→ **Actions to take**
1/ Translate this sentence from the training-objective passage into Spanish: "This term regularizes the sensitivity of the model with respect to the input using the signal importance masks: it penalizes the model from being too sensitive to parts of the ECGs outside their corresponding signal importance masks."
2/ Answer these questions from the training-objective passage:
(a) What kind of parameter is λ?
(b) What is the first part of the loss that each example contributes?
(c) Which examples does the second part of the loss apply to?
3/ Give a continuation of the training-objective passage, starting after its last sentence.

→ **Provided text**
╔══

Our training objective function follows [23] that proposes a regularized loss objective that takes advantage of signal importance masks, defined as:

$$\min_{\theta}\mathinner{\left(\sum_{i\in E}\ell_{\lambda}(\theta,(x_{i},y_{i},M_{i}))+\sum_{i\notin E}\ell_{\operatorname{logistic}}(\theta,(x_{i},y_{i}))\right)},$$

where

$$\ell_{\lambda}(\theta,(x,y,M))\mathrel{\mathop{\mathchar 58\relax}}=\ell_{\operatorname{logistic}}(\theta,(x,y))+\lambda\sum_{j\in[d]\setminus M}\left(\dfrac{\partial{}\ell_{\operatorname{logistic}}(\theta,(x,y))}{\partial{{x^{j}}}}\right)^{2},$$

(1)

and $\lambda>0$ is a tuning parameter. Each example $(x,y)$ can be viewed as introducing two parts of losses that contribute to the training objective: the first part is the standard multi-label logistic loss $\ell_{\operatorname{logistic}}(\theta,(x,y))$; the second part $\sum_{j\in[d]\setminus M}\left(\dfrac{\partial{}\ell_{\operatorname{logistic}}(\theta,(x,y))}{\partial{{x^{j}}}}\right)^{2}$, only applies to examples in $E$ whose signal importance mask $M$ is available. This term regularizes the sensitivity of the model with respect to the input using the signal importance masks: it penalizes the model from being too sensitive to parts of the ECGs outside their corresponding signal importance masks.

╚══

→ **Record set**

╔══

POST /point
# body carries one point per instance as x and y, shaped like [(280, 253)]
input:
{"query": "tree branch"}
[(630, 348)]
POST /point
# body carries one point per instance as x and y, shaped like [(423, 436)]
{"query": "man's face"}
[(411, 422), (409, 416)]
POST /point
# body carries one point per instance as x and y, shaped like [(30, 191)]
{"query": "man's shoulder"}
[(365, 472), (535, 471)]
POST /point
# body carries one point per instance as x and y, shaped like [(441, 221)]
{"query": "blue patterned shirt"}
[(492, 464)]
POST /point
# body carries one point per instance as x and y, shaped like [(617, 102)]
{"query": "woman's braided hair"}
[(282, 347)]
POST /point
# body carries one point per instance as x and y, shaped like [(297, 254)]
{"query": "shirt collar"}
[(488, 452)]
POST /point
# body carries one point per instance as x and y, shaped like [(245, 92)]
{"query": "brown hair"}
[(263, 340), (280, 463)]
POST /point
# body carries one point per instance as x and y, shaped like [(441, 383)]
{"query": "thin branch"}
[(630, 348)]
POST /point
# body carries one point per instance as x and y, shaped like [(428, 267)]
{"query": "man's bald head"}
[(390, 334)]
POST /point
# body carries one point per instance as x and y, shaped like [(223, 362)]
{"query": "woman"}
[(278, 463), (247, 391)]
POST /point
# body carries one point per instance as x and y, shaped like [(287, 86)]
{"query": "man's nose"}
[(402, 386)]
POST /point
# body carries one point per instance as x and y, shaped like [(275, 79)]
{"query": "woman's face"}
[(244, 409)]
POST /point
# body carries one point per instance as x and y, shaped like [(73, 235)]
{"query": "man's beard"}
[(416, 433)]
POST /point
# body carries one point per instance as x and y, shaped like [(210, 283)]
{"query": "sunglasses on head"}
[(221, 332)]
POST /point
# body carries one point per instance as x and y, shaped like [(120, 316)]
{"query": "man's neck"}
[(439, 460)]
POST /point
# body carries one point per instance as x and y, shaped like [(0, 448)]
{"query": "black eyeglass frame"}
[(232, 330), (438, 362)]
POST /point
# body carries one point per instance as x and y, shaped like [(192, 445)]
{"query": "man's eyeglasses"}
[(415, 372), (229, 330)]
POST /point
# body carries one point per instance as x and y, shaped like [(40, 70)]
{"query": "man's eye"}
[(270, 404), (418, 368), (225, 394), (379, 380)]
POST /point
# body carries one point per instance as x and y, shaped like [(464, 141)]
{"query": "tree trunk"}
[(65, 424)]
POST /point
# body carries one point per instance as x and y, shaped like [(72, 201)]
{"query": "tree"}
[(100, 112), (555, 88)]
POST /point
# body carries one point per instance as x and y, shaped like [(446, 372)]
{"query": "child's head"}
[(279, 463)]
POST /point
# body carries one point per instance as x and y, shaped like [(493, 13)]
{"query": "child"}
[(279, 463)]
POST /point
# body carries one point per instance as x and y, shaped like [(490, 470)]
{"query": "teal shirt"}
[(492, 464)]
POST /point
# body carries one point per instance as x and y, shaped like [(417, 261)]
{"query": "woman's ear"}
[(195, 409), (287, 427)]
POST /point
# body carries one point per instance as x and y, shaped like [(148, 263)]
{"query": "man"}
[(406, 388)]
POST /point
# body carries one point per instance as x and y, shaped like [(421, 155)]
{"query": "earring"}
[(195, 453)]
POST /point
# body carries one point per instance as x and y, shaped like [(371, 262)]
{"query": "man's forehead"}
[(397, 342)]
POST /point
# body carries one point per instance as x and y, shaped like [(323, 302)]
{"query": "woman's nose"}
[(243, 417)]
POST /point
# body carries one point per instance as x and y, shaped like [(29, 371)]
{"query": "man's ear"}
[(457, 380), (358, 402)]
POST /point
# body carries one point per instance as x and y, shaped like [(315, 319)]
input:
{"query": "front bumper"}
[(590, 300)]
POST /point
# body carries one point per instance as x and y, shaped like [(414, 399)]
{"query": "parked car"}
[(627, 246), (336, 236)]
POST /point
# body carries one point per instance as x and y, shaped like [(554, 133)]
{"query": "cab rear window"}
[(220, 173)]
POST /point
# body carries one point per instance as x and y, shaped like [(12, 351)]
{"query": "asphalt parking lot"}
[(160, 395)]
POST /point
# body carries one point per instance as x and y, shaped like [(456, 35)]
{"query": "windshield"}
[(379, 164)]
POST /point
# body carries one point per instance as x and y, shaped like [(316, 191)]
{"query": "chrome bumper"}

╚══

→ **Results**
1/ Este término regulariza la sensibilidad del modelo con respecto a la entrada mediante las máscaras de importancia de la señal: penaliza al modelo por ser demasiado sensible a partes de los ECG que quedan fuera de sus máscaras de importancia de la señal correspondientes.

2/
(a) λ is a tuning parameter, and it is greater than 0.
(b) The first part is the standard multi-label logistic loss.
(c) It applies only to examples in E whose signal importance mask M is available.

3/
We evaluate our algorithm using the large-scale 71-way multi-label heart disease classification dataset consisting of 12-lead ECG signals provided by [30]. We follow the previously developed pipeline [27] as a baseline system with folds 1-8 as the training set, fold 9 as the validation set, and fold 10 as the test set. The dataset consists of 10-second recordings of the ECG signals with 17441 training examples, 2193 validation examples, and 2203 test examples. Similarly, we follow the previous evaluation metrics to evaluate and compare the models, based on Fmax and macro-AUC scores [27]. Macro AUC score is used to accommodate for class imbalance, as the number of normal ECG signals is quite high [30]. We use the inception1d architecture to perform our experiments, which was shown to perform the best among all architectures [27].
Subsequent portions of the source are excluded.